• _Problem_
Can you rewrite the listing from its first line through the line containing "506L550 490L526 502L486", putting "coarse mask" wherever "rough mask" appears and leaving everything else unchanged? Leave the pictures out of your answer.

### Material shown ###

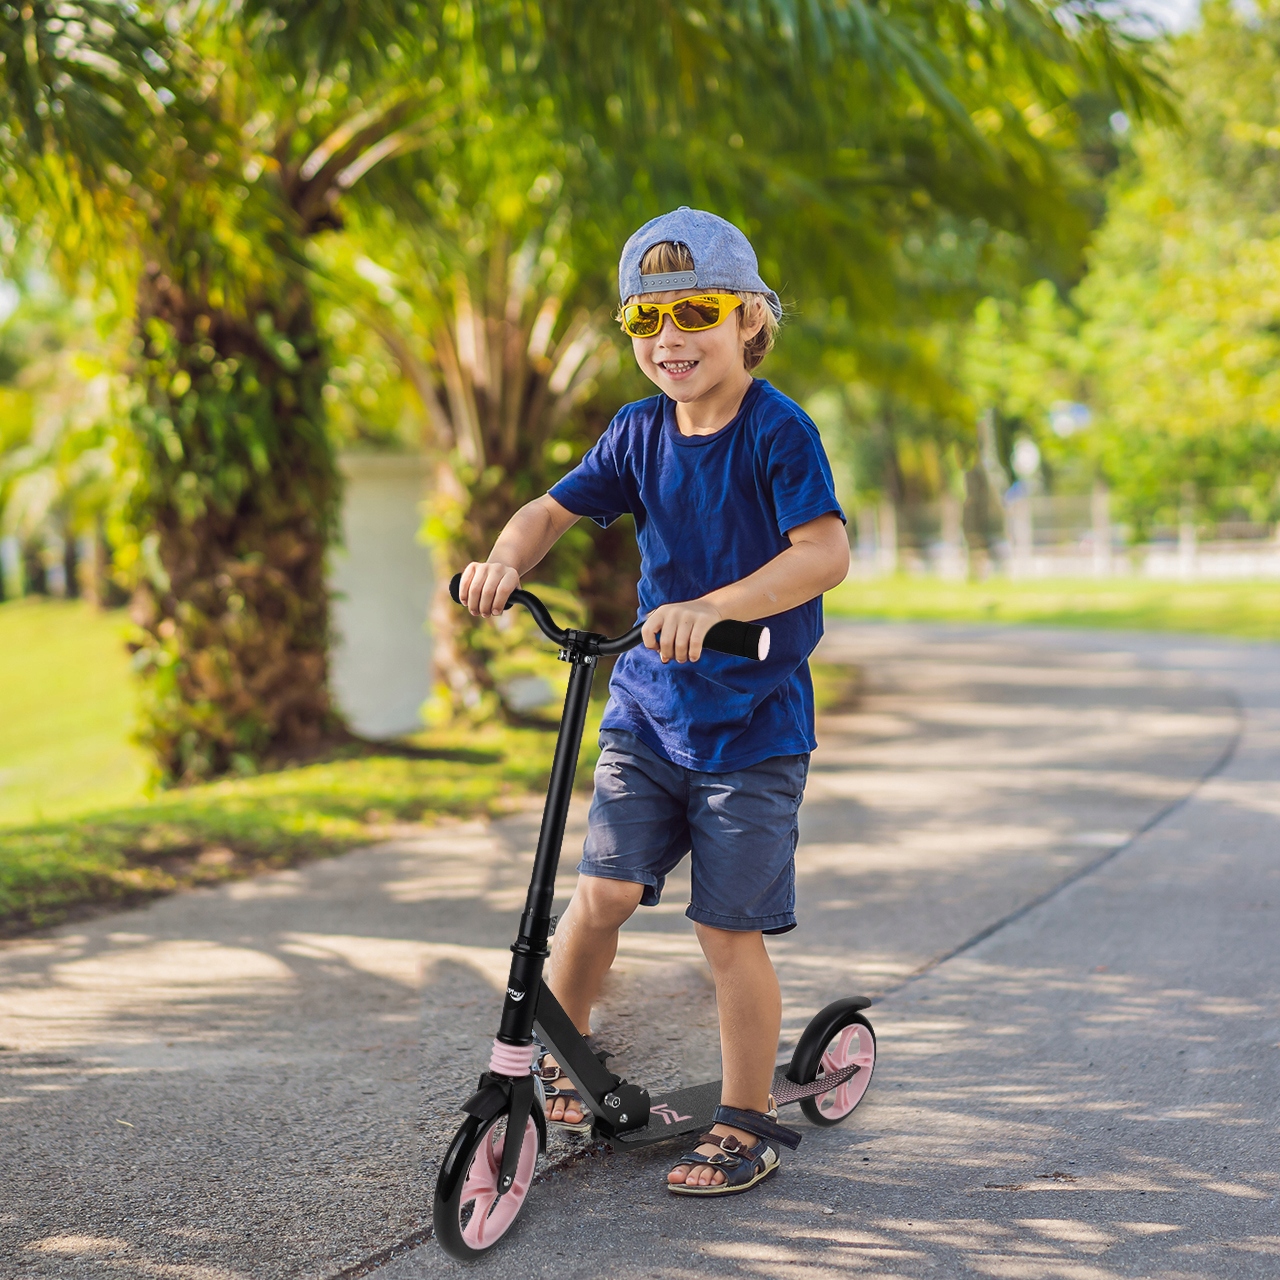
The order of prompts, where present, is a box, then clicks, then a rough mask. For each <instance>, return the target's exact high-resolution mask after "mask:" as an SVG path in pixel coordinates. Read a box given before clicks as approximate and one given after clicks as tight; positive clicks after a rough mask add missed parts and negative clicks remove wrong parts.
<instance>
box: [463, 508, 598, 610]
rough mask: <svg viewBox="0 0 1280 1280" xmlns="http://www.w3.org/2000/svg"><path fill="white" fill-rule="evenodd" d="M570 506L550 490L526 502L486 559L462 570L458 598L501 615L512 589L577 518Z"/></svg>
mask: <svg viewBox="0 0 1280 1280" xmlns="http://www.w3.org/2000/svg"><path fill="white" fill-rule="evenodd" d="M579 518H580V517H577V516H575V515H573V512H572V511H570V509H568V508H567V507H562V506H561V504H559V503H558V502H557V500H556V499H554V498H553V497H552V495H550V494H549V493H544V494H543V495H541V498H535V499H534V500H532V502H529V503H526V504H525V506H524V507H521V508H520V511H517V512H516V515H515V516H512V517H511V520H508V521H507V527H506V529H503V531H502V532H500V534H499V535H498V540H497V541H495V543H494V544H493V550H492V552H489V559H486V561H485V562H484V563H479V562H476V561H472V562H471V563H470V564H468V566H467V567H466V568H465V570H463V571H462V582H461V584H460V586H458V598H460V599H461V600H462V603H463V604H465V605H466V607H467V608H468V609H470V611H471V613H474V614H476V616H479V617H497V616H498V614H499V613H502V611H503V609H504V608H506V607H507V600H508V599H509V596H511V593H512V591H515V590H516V588H518V586H520V579H521V577H522V576H524V575H525V573H527V572H529V571H530V570H531V568H532V567H534V566H535V564H538V563H540V561H541V558H543V557H544V556H545V554H547V553H548V552H549V550H550V549H552V548H553V547H554V545H556V543H557V540H558V539H559V538H561V535H562V534H563V532H564V531H566V530H567V529H570V527H571V526H572V525H573V524H576V522H577V520H579Z"/></svg>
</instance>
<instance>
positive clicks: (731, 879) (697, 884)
mask: <svg viewBox="0 0 1280 1280" xmlns="http://www.w3.org/2000/svg"><path fill="white" fill-rule="evenodd" d="M600 748H602V753H600V760H599V764H596V767H595V797H594V799H593V801H591V812H590V814H589V815H588V831H586V844H585V846H584V849H582V860H581V861H580V863H579V864H577V869H579V872H580V873H581V874H582V876H599V877H602V878H604V879H621V881H631V882H632V883H635V884H644V886H645V891H644V895H643V897H641V899H640V905H641V906H657V904H658V901H659V899H660V897H662V886H663V882H664V879H666V877H667V876H668V874H669V873H671V870H672V869H673V868H675V867H676V864H677V863H678V861H680V860H681V859H682V858H684V856H685V854H687V852H690V851H692V855H694V856H692V865H691V872H692V893H691V901H690V904H689V910H687V911H685V915H687V916H689V918H690V919H691V920H698V922H699V923H700V924H709V925H712V928H716V929H741V931H744V932H746V931H750V932H755V931H760V932H762V933H786V932H788V931H790V929H794V928H795V927H796V916H795V905H796V878H795V852H796V841H797V838H799V835H800V832H799V826H797V814H799V812H800V801H801V800H803V799H804V785H805V778H806V776H808V773H809V755H808V753H805V754H804V755H777V756H773V758H772V759H768V760H762V762H760V763H759V764H753V765H750V767H749V768H745V769H732V771H731V772H728V773H701V772H699V771H698V769H686V768H684V767H682V765H678V764H672V762H671V760H668V759H664V758H663V756H660V755H658V754H657V753H655V751H652V750H650V749H649V748H648V746H645V744H644V742H641V741H640V739H639V737H636V736H635V735H634V733H628V732H626V731H625V730H613V728H607V730H603V731H602V732H600Z"/></svg>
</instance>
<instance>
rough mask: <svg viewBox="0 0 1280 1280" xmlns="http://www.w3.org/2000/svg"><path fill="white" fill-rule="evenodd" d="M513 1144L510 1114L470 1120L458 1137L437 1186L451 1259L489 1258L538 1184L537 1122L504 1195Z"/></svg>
mask: <svg viewBox="0 0 1280 1280" xmlns="http://www.w3.org/2000/svg"><path fill="white" fill-rule="evenodd" d="M506 1139H507V1112H504V1111H503V1112H499V1114H498V1115H497V1116H494V1117H493V1119H492V1120H477V1119H476V1117H475V1116H467V1119H466V1120H465V1121H463V1123H462V1126H461V1128H460V1129H458V1132H457V1134H454V1137H453V1142H452V1144H451V1146H449V1151H448V1155H447V1156H445V1157H444V1164H443V1165H442V1166H440V1176H439V1178H438V1179H436V1184H435V1204H434V1208H433V1215H431V1216H433V1221H434V1224H435V1238H436V1239H438V1240H439V1242H440V1245H442V1247H443V1248H444V1252H445V1253H448V1254H449V1256H451V1257H454V1258H458V1260H460V1261H461V1262H467V1261H471V1260H474V1258H479V1257H480V1256H481V1254H484V1253H488V1252H489V1249H492V1248H493V1247H494V1245H495V1244H497V1243H498V1242H499V1240H500V1239H502V1238H503V1236H504V1235H506V1234H507V1231H508V1230H509V1229H511V1225H512V1224H513V1222H515V1221H516V1217H517V1216H518V1213H520V1211H521V1208H524V1204H525V1197H526V1196H527V1194H529V1188H530V1185H531V1184H532V1181H534V1166H535V1165H536V1164H538V1147H539V1134H538V1126H536V1124H535V1123H534V1117H532V1116H530V1117H529V1120H527V1123H526V1128H525V1142H524V1144H522V1146H521V1148H520V1162H518V1165H517V1166H516V1178H515V1181H513V1183H512V1184H511V1190H508V1192H507V1194H506V1196H499V1194H498V1172H499V1170H500V1169H502V1152H503V1147H504V1144H506Z"/></svg>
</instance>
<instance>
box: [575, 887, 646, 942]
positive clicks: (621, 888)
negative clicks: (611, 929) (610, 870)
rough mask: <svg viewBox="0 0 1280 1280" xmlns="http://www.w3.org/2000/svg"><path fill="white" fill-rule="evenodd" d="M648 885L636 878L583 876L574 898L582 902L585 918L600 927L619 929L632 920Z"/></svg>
mask: <svg viewBox="0 0 1280 1280" xmlns="http://www.w3.org/2000/svg"><path fill="white" fill-rule="evenodd" d="M644 890H645V887H644V884H636V883H634V882H632V881H616V879H605V878H604V877H603V876H580V877H579V878H577V888H576V890H575V891H573V897H575V899H576V900H577V901H579V902H580V904H581V908H582V916H584V920H585V922H588V923H590V924H594V925H595V927H596V928H602V929H605V928H614V929H616V928H618V925H621V924H625V923H626V922H627V920H628V919H631V914H632V913H634V911H635V909H636V908H637V906H639V905H640V899H641V897H643V896H644Z"/></svg>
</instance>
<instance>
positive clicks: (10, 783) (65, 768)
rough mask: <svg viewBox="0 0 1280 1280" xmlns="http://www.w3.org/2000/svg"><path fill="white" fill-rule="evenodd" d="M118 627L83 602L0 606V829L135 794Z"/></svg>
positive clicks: (141, 757)
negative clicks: (6, 824) (12, 824)
mask: <svg viewBox="0 0 1280 1280" xmlns="http://www.w3.org/2000/svg"><path fill="white" fill-rule="evenodd" d="M123 632H124V617H123V614H119V613H106V614H104V613H97V612H95V611H93V609H92V608H90V607H88V605H87V604H81V603H76V602H69V603H64V602H58V600H41V599H38V598H35V599H27V600H17V602H12V603H9V604H0V826H5V824H10V823H29V822H38V820H41V819H42V818H64V817H72V815H74V814H77V813H83V812H84V810H87V809H93V808H97V806H100V805H116V804H129V803H132V801H136V800H141V799H142V795H143V785H145V782H146V777H147V768H146V760H145V759H143V755H142V753H141V751H140V750H138V749H137V748H134V746H132V745H131V744H129V740H128V739H129V730H131V727H132V723H133V691H132V689H131V687H129V655H128V653H125V649H124V641H123Z"/></svg>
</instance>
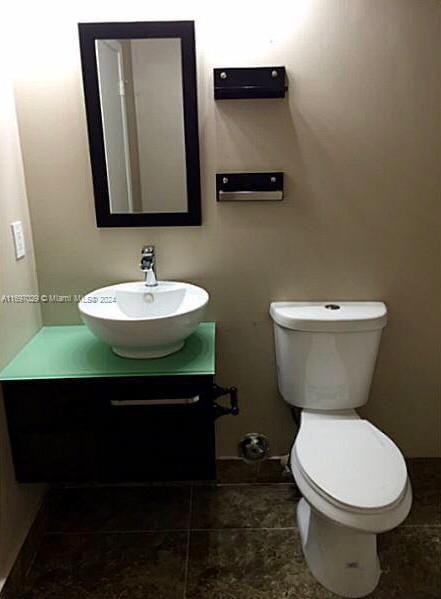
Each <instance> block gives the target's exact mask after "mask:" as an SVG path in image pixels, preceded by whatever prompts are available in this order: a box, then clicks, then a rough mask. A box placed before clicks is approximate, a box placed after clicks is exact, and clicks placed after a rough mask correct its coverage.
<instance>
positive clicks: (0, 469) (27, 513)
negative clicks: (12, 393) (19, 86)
mask: <svg viewBox="0 0 441 599" xmlns="http://www.w3.org/2000/svg"><path fill="white" fill-rule="evenodd" d="M0 54H1V57H3V58H4V56H5V55H4V53H3V52H0ZM1 57H0V70H1V73H2V84H1V91H0V369H1V368H3V367H4V366H5V365H6V364H7V362H9V360H10V359H11V358H12V357H13V356H14V355H15V353H16V352H17V351H18V350H19V349H20V348H21V346H22V345H23V344H24V343H25V342H26V341H27V340H28V339H29V338H30V337H31V336H32V335H33V334H34V333H35V332H36V331H37V330H38V329H39V328H40V326H41V314H40V308H39V306H38V304H15V305H13V304H6V303H3V302H2V301H1V298H2V296H3V295H4V294H35V293H37V291H38V287H37V279H36V272H35V261H34V252H33V247H32V236H31V229H30V222H29V211H28V204H27V199H26V188H25V181H24V174H23V163H22V158H21V152H20V146H19V137H18V129H17V120H16V115H15V106H14V99H13V87H12V80H10V79H8V74H7V69H6V65H5V64H4V62H3V58H1ZM14 220H21V221H22V222H23V226H24V232H25V241H26V246H27V256H26V257H25V258H23V259H21V260H19V261H16V260H15V255H14V248H13V244H12V237H11V232H10V223H11V222H12V221H14ZM42 493H43V487H40V486H39V485H17V483H16V482H15V476H14V470H13V466H12V461H11V452H10V447H9V439H8V432H7V427H6V421H5V412H4V406H3V399H2V397H1V389H0V588H1V586H2V585H3V582H4V580H5V577H6V576H7V574H8V572H9V569H10V567H11V565H12V564H13V562H14V560H15V557H16V555H17V552H18V550H19V548H20V546H21V544H22V542H23V540H24V538H25V536H26V534H27V532H28V530H29V526H30V524H31V522H32V520H33V518H34V516H35V513H36V510H37V508H38V507H39V504H40V501H41V498H42Z"/></svg>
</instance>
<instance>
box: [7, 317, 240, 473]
mask: <svg viewBox="0 0 441 599" xmlns="http://www.w3.org/2000/svg"><path fill="white" fill-rule="evenodd" d="M43 350H44V351H43ZM214 365H215V363H214V324H212V323H203V324H202V325H200V327H199V329H198V330H197V331H196V333H194V334H193V336H192V337H191V338H189V339H188V340H187V342H186V345H185V347H184V349H182V350H181V351H180V352H178V353H177V354H173V355H171V356H167V357H165V358H160V359H156V360H129V359H124V358H119V357H118V356H115V355H114V354H113V353H112V351H111V349H110V348H109V347H108V346H106V345H105V344H103V343H102V342H101V341H98V340H97V339H95V338H94V337H93V336H92V335H91V333H90V332H89V331H88V330H87V329H86V327H83V326H79V327H44V328H43V329H42V330H41V331H40V332H39V333H38V334H37V336H36V337H35V338H34V339H33V340H32V341H31V342H30V343H29V344H28V345H27V346H25V348H24V349H23V350H22V352H21V353H20V354H19V355H18V356H17V357H16V358H15V360H13V361H12V362H11V364H10V365H9V366H8V367H7V368H6V369H5V370H4V371H3V372H2V373H1V374H0V376H1V378H2V386H3V394H4V398H5V406H6V413H7V420H8V427H9V434H10V439H11V447H12V453H13V459H14V465H15V471H16V478H17V480H18V481H19V482H125V481H151V480H155V481H160V480H197V479H205V480H206V479H214V478H215V476H216V472H215V431H214V422H215V419H216V417H217V416H219V415H222V414H223V413H228V412H231V411H233V413H234V412H237V407H236V406H234V407H233V409H232V410H231V409H230V408H227V407H225V408H224V407H221V406H220V405H218V404H217V403H216V398H217V397H219V396H220V395H221V394H224V392H226V391H227V390H223V389H220V388H219V387H217V386H216V385H215V384H214V375H215V367H214ZM74 371H75V373H74ZM37 373H38V376H37Z"/></svg>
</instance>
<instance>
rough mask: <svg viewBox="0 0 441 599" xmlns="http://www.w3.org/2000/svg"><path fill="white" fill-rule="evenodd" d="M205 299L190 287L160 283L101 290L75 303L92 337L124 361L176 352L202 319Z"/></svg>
mask: <svg viewBox="0 0 441 599" xmlns="http://www.w3.org/2000/svg"><path fill="white" fill-rule="evenodd" d="M209 299H210V298H209V295H208V293H207V292H206V291H205V289H202V288H201V287H197V286H196V285H190V284H189V283H177V282H174V281H161V282H160V283H159V284H158V285H157V286H156V287H146V286H145V284H144V283H143V282H135V283H120V284H118V285H111V286H110V287H102V288H101V289H96V290H95V291H92V292H90V293H88V294H87V295H85V296H84V297H83V298H82V300H81V301H80V303H79V304H78V307H79V310H80V313H81V318H82V319H83V322H84V324H85V325H86V326H87V327H88V328H89V329H90V330H91V331H92V333H93V334H94V335H95V336H96V337H98V338H99V339H101V340H102V341H105V342H106V343H108V344H109V345H111V346H112V349H113V351H114V352H115V353H116V354H118V355H119V356H122V357H124V358H160V357H162V356H167V355H168V354H172V353H174V352H177V351H179V350H180V349H181V348H182V346H183V345H184V342H185V339H186V338H187V337H189V336H190V335H191V334H192V333H193V331H194V330H195V329H196V328H197V326H198V325H199V323H200V322H201V321H202V318H203V317H204V314H205V310H206V307H207V304H208V301H209Z"/></svg>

###

• _Solved problem_
The order of prompts, where present, is a box, then clicks, then a coarse mask. For each <instance>, return the target's exact high-resolution mask after "mask:" as an SVG path in pixel coordinates. Read a box given before clicks as approximate and one given after clicks as tight; positive clicks after a coarse mask add missed parts and negative clicks remove wrong parts.
<instance>
box: [463, 508, 598, 610]
coarse mask: <svg viewBox="0 0 1280 1280" xmlns="http://www.w3.org/2000/svg"><path fill="white" fill-rule="evenodd" d="M570 506L550 490L526 502L486 559L462 570L458 598L501 615L512 589L577 518Z"/></svg>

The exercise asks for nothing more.